Once headed for extinction, nutrient-dense millet (باجرا) is now being recognized as a solution to global food problems. The U.N. hopes to encourage more parts of Asia and Africa to replace the “big three”—rice, wheat, and maize (corn), which combined provide the world with more than 50 percent of its calories—with the ancient super grain, millets.
By Dan Saladino, a BBC journalist specializing in food and farming: For centuries the people (of Khasi tribe) in Nongtraw (in northeastern India) have produced as much of their own food and drink as possible. A tea, sha shia krot, is made from dried roots foraged from the surrounding forest and sipped from bamboo cups. Honey is harvested from bees that nest in tree trunks purposely hollowed out by the villagers. But the most important food of all in this place–that is until recent decades–was millet (باجرا), a grain that is one of the most nutrient-packed foods domesticated by humans.

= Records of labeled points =
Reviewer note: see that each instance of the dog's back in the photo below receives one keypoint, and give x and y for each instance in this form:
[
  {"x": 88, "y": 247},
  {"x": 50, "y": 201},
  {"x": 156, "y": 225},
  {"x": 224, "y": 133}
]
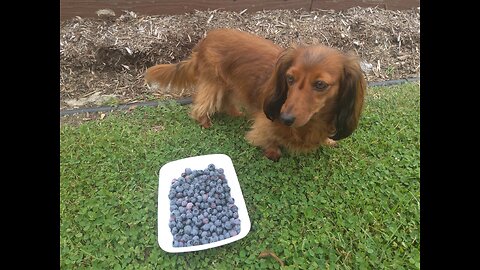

= TASKS =
• A. From the millet article, pull out the passage from "Once headed for" to "super grain, millets." word for word.
• B. Translate this sentence from the millet article into Spanish: "A tea, sha shia krot, is made from dried roots foraged from the surrounding forest and sipped from bamboo cups."

= RESULTS OF THE TASKS =
• A.
Once headed for extinction, nutrient-dense millet (باجرا) is now being recognized as a solution to global food problems. The U.N. hopes to encourage more parts of Asia and Africa to replace the “big three”—rice, wheat, and maize (corn), which combined provide the world with more than 50 percent of its calories—with the ancient super grain, millets.

• B. Un té, el sha shia krot, se elabora con raíces secas recolectadas en el bosque circundante y se bebe en tazas de bambú.